* TEXT
- - -

Published by admin on December 27, 2007

Introduction to Intentional Parenting
By Deborah Tutnauer

There are many different books concerning parenting theories and philosophies. You can enter any bookstore and choose from among tens to hundreds of authors and subjects: Jim Fay, Barbara Coloroso, Richard Ferber; advice about explosive, shy, difficult or depressed children; information about parenting your active child and parenting your child with bipolar disorder. Some of the books are great, some are merely good. Some, I wonder how they ever got published. Overall even the most questionable have at least something to offer that can help you parent.

So how do you choose what parenting methods to use? Your sister thinks time-outs are great. Do you do that? Your neighbor’s kids sleep through the night. Ferber (Dr. Richard Ferber, Solve Your Child’s Sleep Problems) sounds good. Those slings look so cozy. How about Dr. William Sears and attachment parenting?

Have you ever contemplated what comes prior to making a decision about how you want to parent? What is the role that core values play in parenting choices? What messages are conveyed to your children by the choices you make and the behaviors that you typically display?

Most of us know about Ghandi and his non-violent approach. When asked by a reporter, “What is your message?” Ghandi replied, “My life is my message.”

- - -

* WORK INSTRUCTIONS
Reproduce the introduction to intentional parenting word for word, from its first line to its last.

- - -

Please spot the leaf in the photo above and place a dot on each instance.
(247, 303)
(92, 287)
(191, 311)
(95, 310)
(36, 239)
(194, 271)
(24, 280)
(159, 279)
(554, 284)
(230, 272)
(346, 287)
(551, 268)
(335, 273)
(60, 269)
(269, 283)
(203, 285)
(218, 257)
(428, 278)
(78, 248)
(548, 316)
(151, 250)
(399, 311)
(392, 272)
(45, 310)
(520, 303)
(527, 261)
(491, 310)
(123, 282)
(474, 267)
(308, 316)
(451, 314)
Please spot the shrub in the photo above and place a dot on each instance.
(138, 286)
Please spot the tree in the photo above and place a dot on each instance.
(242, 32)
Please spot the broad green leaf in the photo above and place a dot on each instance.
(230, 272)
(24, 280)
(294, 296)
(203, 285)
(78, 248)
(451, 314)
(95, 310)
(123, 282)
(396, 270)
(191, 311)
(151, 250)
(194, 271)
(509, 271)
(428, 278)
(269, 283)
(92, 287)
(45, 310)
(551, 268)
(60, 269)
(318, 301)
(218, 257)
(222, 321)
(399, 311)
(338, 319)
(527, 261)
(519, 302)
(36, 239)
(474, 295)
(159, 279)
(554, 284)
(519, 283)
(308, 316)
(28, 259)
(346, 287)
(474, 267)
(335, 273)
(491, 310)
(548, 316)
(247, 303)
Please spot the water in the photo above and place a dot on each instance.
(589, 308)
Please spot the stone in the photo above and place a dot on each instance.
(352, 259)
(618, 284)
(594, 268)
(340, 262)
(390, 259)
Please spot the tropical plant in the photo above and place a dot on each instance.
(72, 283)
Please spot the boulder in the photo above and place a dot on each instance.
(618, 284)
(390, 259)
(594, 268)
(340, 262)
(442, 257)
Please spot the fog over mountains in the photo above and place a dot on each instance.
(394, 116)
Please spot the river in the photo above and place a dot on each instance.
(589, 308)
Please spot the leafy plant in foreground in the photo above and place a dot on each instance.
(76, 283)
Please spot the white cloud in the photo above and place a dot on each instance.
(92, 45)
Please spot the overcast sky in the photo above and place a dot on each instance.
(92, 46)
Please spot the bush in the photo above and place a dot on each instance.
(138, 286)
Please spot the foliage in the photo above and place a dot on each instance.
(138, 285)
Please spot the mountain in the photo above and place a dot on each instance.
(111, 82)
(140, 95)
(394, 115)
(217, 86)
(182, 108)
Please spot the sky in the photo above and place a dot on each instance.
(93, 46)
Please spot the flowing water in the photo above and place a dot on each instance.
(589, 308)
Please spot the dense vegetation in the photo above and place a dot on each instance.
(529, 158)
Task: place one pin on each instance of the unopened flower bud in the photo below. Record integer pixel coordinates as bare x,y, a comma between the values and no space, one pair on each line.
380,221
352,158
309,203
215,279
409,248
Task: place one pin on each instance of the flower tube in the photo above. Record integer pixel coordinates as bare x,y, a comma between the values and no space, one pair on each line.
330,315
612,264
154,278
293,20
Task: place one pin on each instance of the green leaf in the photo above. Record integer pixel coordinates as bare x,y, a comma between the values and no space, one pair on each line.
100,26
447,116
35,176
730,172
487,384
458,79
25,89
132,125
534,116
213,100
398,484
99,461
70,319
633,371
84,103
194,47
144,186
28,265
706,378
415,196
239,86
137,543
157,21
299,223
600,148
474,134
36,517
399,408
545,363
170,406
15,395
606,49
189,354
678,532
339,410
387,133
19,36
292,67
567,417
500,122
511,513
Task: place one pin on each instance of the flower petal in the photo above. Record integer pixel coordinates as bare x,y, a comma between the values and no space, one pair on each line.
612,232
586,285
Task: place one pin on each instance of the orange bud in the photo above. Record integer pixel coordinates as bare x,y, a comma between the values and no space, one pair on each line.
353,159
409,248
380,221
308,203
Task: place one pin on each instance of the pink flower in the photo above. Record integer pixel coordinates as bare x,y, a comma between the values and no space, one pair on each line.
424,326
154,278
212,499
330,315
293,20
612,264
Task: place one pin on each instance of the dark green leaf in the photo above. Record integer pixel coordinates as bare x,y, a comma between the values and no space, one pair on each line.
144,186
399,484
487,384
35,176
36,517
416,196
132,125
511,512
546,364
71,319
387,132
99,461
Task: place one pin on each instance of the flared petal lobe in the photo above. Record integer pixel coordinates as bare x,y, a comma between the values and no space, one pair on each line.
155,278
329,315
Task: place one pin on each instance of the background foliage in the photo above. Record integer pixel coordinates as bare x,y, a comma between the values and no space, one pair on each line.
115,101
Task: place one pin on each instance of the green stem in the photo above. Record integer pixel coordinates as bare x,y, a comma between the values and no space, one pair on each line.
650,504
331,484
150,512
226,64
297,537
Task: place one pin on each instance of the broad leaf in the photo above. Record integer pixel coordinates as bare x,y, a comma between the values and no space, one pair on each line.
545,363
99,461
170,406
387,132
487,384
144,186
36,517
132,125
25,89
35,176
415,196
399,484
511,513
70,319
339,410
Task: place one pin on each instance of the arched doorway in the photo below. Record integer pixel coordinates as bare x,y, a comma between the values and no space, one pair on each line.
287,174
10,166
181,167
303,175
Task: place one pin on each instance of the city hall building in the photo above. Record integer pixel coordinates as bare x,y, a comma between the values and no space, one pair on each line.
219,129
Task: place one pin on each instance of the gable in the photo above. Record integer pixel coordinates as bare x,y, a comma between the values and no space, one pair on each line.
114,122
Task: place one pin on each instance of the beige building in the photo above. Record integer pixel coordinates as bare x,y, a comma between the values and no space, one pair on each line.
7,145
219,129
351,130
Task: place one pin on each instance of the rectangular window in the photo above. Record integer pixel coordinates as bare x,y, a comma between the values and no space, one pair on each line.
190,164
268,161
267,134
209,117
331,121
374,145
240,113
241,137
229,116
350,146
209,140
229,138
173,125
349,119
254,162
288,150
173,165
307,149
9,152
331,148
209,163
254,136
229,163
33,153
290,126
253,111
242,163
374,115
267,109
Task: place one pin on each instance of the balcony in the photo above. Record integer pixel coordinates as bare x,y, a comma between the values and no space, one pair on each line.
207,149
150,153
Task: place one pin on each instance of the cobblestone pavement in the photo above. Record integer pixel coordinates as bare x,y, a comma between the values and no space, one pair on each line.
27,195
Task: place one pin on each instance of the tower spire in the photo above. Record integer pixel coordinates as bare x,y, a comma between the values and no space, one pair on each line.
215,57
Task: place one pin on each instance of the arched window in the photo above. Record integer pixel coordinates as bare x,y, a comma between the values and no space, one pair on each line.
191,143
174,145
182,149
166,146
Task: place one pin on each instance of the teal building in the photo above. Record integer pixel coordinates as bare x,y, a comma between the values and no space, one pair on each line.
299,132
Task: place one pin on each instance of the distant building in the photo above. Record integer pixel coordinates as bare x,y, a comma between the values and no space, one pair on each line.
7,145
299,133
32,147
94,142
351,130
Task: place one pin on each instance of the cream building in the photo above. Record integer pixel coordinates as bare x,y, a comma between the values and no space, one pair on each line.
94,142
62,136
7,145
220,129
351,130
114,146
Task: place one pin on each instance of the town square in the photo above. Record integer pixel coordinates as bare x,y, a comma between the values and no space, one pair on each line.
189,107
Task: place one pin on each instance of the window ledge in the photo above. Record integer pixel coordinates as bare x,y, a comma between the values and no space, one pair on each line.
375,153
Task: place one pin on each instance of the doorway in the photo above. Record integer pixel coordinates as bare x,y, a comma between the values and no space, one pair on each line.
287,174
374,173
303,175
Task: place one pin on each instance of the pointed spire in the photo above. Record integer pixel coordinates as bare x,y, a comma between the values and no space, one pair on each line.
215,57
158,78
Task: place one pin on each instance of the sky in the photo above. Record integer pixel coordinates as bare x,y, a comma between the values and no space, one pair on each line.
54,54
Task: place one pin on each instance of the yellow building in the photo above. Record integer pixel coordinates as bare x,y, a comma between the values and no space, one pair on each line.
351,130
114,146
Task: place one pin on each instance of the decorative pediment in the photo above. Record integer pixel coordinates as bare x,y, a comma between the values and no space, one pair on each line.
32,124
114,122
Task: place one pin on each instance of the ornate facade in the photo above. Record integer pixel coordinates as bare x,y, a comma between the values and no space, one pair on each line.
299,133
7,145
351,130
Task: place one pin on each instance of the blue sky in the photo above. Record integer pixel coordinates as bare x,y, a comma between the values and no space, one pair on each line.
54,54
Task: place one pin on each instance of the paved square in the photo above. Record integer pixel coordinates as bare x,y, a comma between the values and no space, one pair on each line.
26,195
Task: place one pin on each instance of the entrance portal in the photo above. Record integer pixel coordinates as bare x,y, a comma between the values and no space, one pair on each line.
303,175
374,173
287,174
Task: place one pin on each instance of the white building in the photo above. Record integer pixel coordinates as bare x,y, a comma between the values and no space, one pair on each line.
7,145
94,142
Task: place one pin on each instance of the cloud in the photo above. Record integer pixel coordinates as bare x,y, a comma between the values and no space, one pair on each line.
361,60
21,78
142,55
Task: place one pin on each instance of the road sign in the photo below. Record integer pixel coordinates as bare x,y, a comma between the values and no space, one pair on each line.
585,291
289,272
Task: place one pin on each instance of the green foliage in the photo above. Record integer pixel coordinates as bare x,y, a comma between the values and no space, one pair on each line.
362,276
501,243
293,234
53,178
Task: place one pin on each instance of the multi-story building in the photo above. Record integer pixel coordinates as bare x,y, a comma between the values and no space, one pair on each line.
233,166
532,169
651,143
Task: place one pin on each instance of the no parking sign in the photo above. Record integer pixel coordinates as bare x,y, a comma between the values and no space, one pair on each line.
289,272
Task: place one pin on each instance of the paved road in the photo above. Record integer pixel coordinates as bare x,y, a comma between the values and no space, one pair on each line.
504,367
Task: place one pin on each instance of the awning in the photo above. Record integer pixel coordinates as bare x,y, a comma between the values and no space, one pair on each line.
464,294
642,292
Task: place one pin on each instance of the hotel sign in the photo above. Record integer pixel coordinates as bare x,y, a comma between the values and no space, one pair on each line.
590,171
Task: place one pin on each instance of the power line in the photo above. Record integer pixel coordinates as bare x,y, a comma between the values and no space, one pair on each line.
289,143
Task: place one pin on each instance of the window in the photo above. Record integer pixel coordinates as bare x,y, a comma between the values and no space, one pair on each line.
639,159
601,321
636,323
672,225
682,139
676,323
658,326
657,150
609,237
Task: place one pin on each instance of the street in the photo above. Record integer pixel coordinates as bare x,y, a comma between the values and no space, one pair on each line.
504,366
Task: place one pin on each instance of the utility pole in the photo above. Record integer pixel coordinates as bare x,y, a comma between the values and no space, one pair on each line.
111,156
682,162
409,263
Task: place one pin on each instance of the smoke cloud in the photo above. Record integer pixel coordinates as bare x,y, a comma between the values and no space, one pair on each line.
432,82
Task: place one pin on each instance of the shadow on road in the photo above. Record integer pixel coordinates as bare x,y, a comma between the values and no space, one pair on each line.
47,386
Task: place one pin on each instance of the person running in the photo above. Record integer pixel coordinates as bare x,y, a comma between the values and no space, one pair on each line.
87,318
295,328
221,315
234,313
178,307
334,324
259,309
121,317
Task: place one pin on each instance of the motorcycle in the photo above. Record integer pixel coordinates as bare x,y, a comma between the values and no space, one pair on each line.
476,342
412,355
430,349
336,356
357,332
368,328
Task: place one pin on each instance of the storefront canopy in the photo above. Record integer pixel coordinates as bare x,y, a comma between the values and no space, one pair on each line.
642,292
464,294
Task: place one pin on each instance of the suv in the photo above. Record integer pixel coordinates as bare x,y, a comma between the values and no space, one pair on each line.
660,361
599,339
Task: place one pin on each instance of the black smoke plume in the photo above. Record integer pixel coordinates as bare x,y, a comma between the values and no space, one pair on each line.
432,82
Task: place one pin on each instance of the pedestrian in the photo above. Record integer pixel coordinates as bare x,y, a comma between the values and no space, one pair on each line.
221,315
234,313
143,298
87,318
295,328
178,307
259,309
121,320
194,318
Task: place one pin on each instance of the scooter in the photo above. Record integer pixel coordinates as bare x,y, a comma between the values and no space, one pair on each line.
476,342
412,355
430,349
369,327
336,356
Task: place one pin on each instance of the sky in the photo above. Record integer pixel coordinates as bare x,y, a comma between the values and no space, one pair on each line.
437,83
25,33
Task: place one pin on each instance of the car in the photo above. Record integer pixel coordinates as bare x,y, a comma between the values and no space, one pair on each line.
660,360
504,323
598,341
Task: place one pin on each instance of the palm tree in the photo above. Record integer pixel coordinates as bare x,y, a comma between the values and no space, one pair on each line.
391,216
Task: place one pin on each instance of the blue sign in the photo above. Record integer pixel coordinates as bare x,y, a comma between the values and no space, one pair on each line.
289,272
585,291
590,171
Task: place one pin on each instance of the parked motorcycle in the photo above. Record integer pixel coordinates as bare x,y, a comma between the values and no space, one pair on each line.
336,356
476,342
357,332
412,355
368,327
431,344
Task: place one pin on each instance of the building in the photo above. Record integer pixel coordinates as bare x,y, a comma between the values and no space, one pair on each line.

- - -

* YOUR RESPONSE
Published by admin on December 27, 2007

Introduction to Intentional Parenting
By Deborah Tutnauer

There are many different books concerning parenting theories and philosophies. You can enter any bookstore and choose from among tens to hundreds of authors and subjects: Jim Fay, Barbara Coloroso, Richard Ferber; advice about explosive, shy, difficult or depressed children; information about parenting your active child and parenting your child with bipolar disorder. Some of the books are great, some are merely good. Some, I wonder how they ever got published. Overall even the most questionable have at least something to offer that can help you parent.

So how do you choose what parenting methods to use? Your sister thinks time-outs are great. Do you do that? Your neighbor’s kids sleep through the night. Ferber (Dr. Richard Ferber, Solve Your Child’s Sleep Problems) sounds good. Those slings look so cozy. How about Dr. William Sears and attachment parenting?

Have you ever contemplated what comes prior to making a decision about how you want to parent? What is the role that core values play in parenting choices? What messages are conveyed to your children by the choices you make and the behaviors that you typically display?

Most of us know about Ghandi and his non-violent approach. When asked by a reporter, “What is your message?” Ghandi replied, “My life is my message.”